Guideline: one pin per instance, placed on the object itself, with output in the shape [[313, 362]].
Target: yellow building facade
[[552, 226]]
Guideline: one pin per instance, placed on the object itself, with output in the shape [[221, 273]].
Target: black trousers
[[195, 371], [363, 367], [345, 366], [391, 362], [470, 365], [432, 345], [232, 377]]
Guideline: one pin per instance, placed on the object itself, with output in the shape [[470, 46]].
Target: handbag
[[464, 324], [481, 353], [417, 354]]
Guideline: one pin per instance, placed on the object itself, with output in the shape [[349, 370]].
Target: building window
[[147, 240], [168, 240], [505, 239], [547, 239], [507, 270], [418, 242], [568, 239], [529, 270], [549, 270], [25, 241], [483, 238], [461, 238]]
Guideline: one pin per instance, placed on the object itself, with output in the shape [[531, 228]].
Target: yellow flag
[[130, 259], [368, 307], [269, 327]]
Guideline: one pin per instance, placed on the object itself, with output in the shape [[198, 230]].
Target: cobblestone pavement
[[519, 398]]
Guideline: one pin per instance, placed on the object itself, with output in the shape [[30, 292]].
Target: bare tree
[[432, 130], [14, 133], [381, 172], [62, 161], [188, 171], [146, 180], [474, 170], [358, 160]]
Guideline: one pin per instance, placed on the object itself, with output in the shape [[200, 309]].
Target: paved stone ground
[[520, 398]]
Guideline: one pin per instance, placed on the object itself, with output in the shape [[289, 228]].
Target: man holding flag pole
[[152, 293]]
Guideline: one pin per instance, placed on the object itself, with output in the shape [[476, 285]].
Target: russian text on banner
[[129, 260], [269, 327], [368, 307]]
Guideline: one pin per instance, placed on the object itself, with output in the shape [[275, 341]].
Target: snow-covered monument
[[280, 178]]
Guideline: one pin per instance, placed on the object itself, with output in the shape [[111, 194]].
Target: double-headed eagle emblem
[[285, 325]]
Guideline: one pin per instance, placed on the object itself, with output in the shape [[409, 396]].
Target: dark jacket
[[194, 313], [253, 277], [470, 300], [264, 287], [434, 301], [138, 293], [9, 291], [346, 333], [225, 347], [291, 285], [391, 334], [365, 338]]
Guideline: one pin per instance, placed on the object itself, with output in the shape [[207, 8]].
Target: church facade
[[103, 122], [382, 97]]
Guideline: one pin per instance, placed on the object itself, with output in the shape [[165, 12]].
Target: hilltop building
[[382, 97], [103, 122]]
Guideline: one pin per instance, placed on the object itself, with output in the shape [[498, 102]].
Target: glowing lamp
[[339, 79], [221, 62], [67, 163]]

——

▸ WHAT THIS TASK INVOLVES:
Can you repeat every line above, word for word, without changing anything?

▸ FINAL RESULT:
Guideline: one pin per instance, placed on the object itself, with output in the shape [[313, 362]].
Target: yellow building facade
[[552, 226]]
Guideline: one pin per instance, placed on the object itself, with output in the shape [[221, 273]].
Target: black trousers
[[195, 371], [363, 367], [345, 366], [391, 362], [470, 365], [432, 345], [232, 377]]
Guideline: one pin per instance, placed on the object itself, with output in the shape [[470, 46]].
Target: handbag
[[464, 324], [481, 353], [417, 354]]
Guideline: one pin per instance, placed on the object itself, with output in the shape [[349, 370]].
Target: building window
[[147, 240], [168, 240], [505, 239], [547, 239], [507, 270], [418, 242], [568, 239], [529, 270], [549, 270], [25, 241], [483, 238], [461, 238]]
Guideline: one pin per instance, placed on the object itself, with output in the shape [[531, 228]].
Target: yellow flag
[[130, 259], [368, 307], [269, 327]]
Guideline: one pin per instance, placed on the object itself, with output in the shape [[198, 230]].
Target: cobblestone pavement
[[519, 398]]
Guideline: one pin per instance, placed on the object itself, with output in the shape [[30, 292]].
Target: bare tree
[[432, 130], [14, 133], [381, 172], [62, 161], [188, 171], [146, 180], [474, 170], [358, 160]]
Guideline: one pin per instance, placed on the object itself, with output in the shape [[200, 309]].
Target: paved stone ground
[[520, 398]]
Guideline: one pin per instance, placed on the object itself, with output in the shape [[289, 228]].
Target: man holding flag pole
[[152, 293]]
Guideline: one pin per instance, placed on the object itself, with output in the shape [[476, 285]].
Target: russian text on banner
[[129, 260], [269, 327], [368, 307]]
Guideline: one pin per instance, placed on the object itself, with output in the shape [[275, 341]].
Target: snow-covered monument
[[280, 178]]
Guideline: one pin per instance, placed on the object itself, with output in the shape [[111, 194]].
Target: double-headed eagle emblem
[[285, 325]]
Guideline: one pin per instance, placed on the object itself, with output in the shape [[409, 396]].
Target: dark jacket
[[194, 313], [253, 277], [470, 300], [264, 287], [434, 301], [138, 293], [9, 291], [346, 333], [225, 347], [291, 285], [391, 334], [365, 338]]
Guideline: one pin per instance, placed on the object itself, with output in the shape [[207, 8]].
Target: church facade
[[103, 122], [382, 97]]
Guideline: one pin per instance, placed on the object itself, with output in the shape [[165, 12]].
Target: hilltop building
[[382, 97], [103, 122]]
Guideline: one pin per instance, placed on the object itself, with output in the shape [[498, 102]].
Target: glowing lamp
[[339, 79], [221, 62], [67, 163]]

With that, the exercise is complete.